Given request: Please extract the part of the passage on social networks and context-aware computing starting at "A social network" and ending at "be more informal.", word for word.

Reading passage:
3 Social Networks and Context-Aware Computing

A social network is a network of social bindings between people. Computer-Supported Cooperative Work (CSCW) has contributed much in offering advanced collaborative systems for leveraging human connections and improving human interactions in workspace environments, but these systems mostly focus on business-driven interactions where connections among people tend to be formal and structured [43]. Recently however, social and computing disciplines focused specifically on the design of social-networking services, i.e. applications that support human social interactions and can be more informal.

The advancement of wireless networks, as well as mobile, context-aware and ubiquitous computing, enabled the improvement of social-networking services by enabling social encounters between proximate users with common interests in an anywhere and anytime fashion, as in Ubiquitous Computing systems [43]. Thus, there has been a shift of the application focus from virtual to physical social spaces using ubiquitous technologies [43]. This shift introduces a great number of possibilities, however it also introduces a number of challenges that are related to ubiquitous computing. While social-network systems for ubiquitous computing environments are an emerging trend in social computing, due to the fact that ubiquitous-computing environments are more dynamic and heterogeneous than Internet based environments, appropriate solutions and design guidelines are required to facilitate their ubiquitous aspect.

Ubiquitous Computing, first introduced in the nineties, refers to the shifting of the computing paradigm from the desktop Personal Computer (PC) to a more distributed and embedded form of computing [170]. Together with Pervasive Computing (for many these terms are synonymous), Ubiquitous Computing introduced the concept of “anywhere, anytime computing”, allowing users to interact with computers embedded in every-day objects in an“anywhere and anytime” manner. Ubiquitous Computing specifies also that the interaction of users with such devices must be straightforward to the degree that the user would not be aware of such an interaction. Thus, in order for ubiquitous and pervasiveness to be achieved, computers must disappear from the front-end, be embedded to common objects that humans use daily and provide computational and informational services without expecting from users to explicitly and consciously interact with them.

Challenges in Ubiquitous Computing can be categorized to (Want and Pering [170]): (i) power management issues: refers to how mobile devices deal with processing power and storage space and the kind of wireless technology to use in every given situation, (ii) limitations in connecting devices: this issue has to do with how all these small devices will be connected and managed, (iii) user interface issues: since Ubiquitous Computing demands for many different small-scale devices of various types of interfaces and displays of various sizes, the challenge in user interfaces lies in developing user friendly and interactive interfaces to the level where users will be motivated in using them, (iv) issues related to Location Aware Computing. Henricksen et al. [88] add to the above list the challenge of managing heterogeneous devices of different hardware and software specifications, such as sensors and actuators, embedded devices in objects such as shoes, home and office appliances such as videos, mobile devices and traditional desktop computers, in order for these devices to interact seamlessly. Another challenge they mention has to do with maintaining network connections while devices move between networks of different nature and characteristics. In ubiquitous environments, people tend to use many devices simultaneously, therefore there is a need for these devices to communicate and exchange data. Another challenge Satyanarayanan [152] notes is tracking user intentions. This is important in Pervasive Computing in order for the system to understand what system actions could help the user and not hinder him/her.

Dataset records:
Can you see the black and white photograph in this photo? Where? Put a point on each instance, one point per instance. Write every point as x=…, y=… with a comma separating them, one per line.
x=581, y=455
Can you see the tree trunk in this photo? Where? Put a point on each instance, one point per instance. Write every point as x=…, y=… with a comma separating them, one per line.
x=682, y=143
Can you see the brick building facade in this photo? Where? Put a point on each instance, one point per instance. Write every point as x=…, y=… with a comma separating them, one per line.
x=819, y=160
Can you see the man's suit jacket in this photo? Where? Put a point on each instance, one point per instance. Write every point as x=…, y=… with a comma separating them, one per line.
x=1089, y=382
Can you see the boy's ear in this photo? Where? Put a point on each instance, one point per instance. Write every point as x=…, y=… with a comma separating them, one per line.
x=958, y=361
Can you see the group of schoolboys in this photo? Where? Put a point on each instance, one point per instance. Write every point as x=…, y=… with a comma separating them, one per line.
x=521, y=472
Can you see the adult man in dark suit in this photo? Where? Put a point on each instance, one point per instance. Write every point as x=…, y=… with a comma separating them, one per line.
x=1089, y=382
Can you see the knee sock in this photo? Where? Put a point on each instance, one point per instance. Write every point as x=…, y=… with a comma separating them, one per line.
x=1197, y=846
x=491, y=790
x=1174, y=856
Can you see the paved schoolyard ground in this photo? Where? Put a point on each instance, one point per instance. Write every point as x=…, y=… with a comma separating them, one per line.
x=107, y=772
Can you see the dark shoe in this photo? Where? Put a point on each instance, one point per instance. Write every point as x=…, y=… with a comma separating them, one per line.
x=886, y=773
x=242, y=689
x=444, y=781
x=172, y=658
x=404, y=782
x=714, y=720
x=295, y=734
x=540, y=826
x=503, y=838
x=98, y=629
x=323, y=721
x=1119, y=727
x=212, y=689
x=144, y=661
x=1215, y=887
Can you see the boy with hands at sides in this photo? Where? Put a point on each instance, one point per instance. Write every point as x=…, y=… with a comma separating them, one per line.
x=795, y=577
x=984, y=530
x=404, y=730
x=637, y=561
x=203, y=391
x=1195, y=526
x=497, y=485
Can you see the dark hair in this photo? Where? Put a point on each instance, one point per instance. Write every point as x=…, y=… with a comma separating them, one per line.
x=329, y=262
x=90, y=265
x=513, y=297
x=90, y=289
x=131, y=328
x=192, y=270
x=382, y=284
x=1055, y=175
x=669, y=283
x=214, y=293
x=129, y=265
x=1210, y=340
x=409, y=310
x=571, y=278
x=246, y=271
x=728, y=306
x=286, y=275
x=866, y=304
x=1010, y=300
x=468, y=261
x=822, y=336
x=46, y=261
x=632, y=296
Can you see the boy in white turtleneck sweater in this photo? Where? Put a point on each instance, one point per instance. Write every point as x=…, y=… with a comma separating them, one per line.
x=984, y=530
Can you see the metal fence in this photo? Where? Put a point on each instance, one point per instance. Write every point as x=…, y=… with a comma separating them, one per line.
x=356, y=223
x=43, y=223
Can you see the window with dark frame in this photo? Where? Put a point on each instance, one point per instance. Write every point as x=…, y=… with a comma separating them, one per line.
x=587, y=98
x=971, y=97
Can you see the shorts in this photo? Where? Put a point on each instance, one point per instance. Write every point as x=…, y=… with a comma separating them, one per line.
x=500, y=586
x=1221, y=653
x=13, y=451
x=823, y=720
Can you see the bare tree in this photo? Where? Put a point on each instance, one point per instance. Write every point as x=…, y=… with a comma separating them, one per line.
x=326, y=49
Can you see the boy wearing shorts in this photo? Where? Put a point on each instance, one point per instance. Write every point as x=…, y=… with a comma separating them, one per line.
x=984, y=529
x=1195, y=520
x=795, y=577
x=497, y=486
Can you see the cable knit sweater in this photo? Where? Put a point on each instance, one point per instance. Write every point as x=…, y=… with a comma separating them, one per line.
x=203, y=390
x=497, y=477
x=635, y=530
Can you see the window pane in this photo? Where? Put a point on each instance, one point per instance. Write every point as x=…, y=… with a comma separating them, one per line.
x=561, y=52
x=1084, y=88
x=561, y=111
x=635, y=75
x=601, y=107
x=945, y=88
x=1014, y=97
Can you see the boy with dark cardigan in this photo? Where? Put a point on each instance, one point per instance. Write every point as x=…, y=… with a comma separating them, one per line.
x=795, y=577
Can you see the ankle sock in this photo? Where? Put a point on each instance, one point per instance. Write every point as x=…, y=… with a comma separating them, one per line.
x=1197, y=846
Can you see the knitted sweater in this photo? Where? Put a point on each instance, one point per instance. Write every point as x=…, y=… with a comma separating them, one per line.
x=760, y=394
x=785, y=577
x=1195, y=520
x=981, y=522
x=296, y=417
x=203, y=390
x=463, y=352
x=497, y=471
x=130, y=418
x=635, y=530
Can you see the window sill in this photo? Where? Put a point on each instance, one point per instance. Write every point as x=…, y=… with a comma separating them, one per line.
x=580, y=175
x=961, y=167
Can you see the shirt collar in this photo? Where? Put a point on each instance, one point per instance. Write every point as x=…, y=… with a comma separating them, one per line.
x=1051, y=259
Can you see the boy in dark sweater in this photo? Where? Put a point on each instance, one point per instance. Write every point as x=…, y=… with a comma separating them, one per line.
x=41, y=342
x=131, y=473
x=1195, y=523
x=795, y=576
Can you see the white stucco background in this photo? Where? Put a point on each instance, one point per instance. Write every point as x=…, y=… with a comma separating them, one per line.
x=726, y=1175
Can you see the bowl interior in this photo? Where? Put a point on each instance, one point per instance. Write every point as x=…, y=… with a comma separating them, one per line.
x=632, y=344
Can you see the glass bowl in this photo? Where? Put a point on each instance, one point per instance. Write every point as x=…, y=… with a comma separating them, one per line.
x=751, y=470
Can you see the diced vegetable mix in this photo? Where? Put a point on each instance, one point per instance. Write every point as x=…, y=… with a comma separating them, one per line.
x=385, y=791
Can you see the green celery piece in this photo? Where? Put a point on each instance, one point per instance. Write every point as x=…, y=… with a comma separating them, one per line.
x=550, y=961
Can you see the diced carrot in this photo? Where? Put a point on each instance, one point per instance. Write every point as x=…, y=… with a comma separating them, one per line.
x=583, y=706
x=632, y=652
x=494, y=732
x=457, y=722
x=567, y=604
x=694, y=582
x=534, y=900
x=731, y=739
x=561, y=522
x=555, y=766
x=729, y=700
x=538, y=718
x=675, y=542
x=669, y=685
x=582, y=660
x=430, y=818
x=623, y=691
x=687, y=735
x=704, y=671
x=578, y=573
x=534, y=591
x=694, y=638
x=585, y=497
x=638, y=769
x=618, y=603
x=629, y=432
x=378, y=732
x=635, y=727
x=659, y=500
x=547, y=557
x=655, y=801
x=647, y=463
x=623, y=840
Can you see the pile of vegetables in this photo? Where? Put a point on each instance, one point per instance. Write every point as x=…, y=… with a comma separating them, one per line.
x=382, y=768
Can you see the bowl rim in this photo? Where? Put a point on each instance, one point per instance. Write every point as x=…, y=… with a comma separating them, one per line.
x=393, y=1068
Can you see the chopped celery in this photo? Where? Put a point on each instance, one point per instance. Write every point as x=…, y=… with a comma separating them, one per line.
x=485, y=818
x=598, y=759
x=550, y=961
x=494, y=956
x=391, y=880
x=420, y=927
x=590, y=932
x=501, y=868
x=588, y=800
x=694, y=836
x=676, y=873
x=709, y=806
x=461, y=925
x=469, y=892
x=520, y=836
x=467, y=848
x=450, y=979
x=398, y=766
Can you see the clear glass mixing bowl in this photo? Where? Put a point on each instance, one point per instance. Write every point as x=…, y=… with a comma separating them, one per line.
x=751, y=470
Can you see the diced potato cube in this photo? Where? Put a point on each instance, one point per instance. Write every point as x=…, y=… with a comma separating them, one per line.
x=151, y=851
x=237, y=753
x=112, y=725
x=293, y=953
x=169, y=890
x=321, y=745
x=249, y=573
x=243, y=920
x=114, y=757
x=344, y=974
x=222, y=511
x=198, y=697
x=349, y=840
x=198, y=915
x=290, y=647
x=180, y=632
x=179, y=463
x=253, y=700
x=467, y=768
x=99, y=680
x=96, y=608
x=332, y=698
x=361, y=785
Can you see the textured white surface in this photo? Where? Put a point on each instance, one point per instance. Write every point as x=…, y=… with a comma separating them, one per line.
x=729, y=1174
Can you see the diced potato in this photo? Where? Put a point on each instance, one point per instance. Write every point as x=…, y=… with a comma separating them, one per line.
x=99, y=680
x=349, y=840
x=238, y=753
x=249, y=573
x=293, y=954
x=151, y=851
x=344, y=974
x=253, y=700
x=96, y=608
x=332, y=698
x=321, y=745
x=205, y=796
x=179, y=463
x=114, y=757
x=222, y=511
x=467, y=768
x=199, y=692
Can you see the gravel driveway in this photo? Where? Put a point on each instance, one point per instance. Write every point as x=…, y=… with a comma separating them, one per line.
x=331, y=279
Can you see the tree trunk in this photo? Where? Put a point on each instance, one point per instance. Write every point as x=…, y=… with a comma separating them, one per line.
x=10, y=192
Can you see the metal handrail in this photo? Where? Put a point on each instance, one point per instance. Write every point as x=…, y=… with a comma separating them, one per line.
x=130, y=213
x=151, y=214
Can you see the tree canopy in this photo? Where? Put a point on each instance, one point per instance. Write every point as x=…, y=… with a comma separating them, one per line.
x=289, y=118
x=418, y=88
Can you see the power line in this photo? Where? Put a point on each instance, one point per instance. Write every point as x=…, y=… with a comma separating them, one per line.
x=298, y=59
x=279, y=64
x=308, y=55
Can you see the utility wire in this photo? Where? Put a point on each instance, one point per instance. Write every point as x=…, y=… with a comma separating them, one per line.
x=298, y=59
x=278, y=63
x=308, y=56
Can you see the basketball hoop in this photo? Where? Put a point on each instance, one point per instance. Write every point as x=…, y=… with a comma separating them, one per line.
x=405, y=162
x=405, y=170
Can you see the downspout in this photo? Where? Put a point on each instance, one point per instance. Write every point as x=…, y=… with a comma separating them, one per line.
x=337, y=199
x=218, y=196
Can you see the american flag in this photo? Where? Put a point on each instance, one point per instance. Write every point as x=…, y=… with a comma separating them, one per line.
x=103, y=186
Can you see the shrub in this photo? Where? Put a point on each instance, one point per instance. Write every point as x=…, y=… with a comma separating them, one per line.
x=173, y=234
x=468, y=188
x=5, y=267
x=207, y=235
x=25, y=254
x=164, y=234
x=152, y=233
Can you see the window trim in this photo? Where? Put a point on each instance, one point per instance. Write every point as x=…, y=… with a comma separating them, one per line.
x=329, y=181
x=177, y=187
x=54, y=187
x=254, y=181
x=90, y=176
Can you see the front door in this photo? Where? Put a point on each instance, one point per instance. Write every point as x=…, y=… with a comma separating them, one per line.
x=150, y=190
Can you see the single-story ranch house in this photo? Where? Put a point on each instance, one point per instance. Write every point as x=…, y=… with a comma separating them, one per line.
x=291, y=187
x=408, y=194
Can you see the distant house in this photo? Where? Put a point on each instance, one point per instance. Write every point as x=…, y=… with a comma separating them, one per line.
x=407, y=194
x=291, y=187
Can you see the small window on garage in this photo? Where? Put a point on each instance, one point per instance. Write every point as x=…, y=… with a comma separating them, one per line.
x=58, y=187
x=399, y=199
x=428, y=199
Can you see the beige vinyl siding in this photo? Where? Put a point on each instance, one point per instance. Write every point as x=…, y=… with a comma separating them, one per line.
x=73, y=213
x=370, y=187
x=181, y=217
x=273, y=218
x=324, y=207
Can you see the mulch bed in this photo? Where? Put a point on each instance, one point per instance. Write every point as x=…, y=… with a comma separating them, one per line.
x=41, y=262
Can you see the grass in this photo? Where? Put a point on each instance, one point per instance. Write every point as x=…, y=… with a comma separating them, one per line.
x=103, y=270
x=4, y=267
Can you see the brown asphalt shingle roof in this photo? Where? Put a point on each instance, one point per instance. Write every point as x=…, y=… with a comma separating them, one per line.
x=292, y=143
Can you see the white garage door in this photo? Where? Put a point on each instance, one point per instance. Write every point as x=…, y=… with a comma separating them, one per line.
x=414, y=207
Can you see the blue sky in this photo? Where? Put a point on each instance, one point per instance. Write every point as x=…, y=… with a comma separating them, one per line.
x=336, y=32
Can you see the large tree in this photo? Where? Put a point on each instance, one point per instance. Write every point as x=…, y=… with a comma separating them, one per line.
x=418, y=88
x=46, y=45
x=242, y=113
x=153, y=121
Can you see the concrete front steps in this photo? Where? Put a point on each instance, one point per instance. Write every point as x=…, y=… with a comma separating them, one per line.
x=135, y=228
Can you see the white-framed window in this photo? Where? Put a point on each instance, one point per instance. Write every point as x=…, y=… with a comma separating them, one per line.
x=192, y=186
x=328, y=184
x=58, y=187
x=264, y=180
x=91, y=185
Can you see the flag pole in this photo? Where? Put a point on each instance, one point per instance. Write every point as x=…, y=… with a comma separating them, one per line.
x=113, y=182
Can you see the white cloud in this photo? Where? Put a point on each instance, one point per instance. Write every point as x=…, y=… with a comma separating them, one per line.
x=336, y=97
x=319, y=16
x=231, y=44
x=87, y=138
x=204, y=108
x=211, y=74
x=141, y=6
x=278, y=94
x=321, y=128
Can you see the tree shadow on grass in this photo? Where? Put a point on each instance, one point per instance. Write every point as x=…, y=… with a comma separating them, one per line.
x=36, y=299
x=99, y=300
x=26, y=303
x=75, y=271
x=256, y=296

Exercise solution:
A social network is a network of social bindings between people. Computer-Supported Cooperative Work (CSCW) has contributed much in offering advanced collaborative systems for leveraging human connections and improving human interactions in workspace environments, but these systems mostly focus on business-driven interactions where connections among people tend to be formal and structured [43]. Recently however, social and computing disciplines focused specifically on the design of social-networking services, i.e. applications that support human social interactions and can be more informal.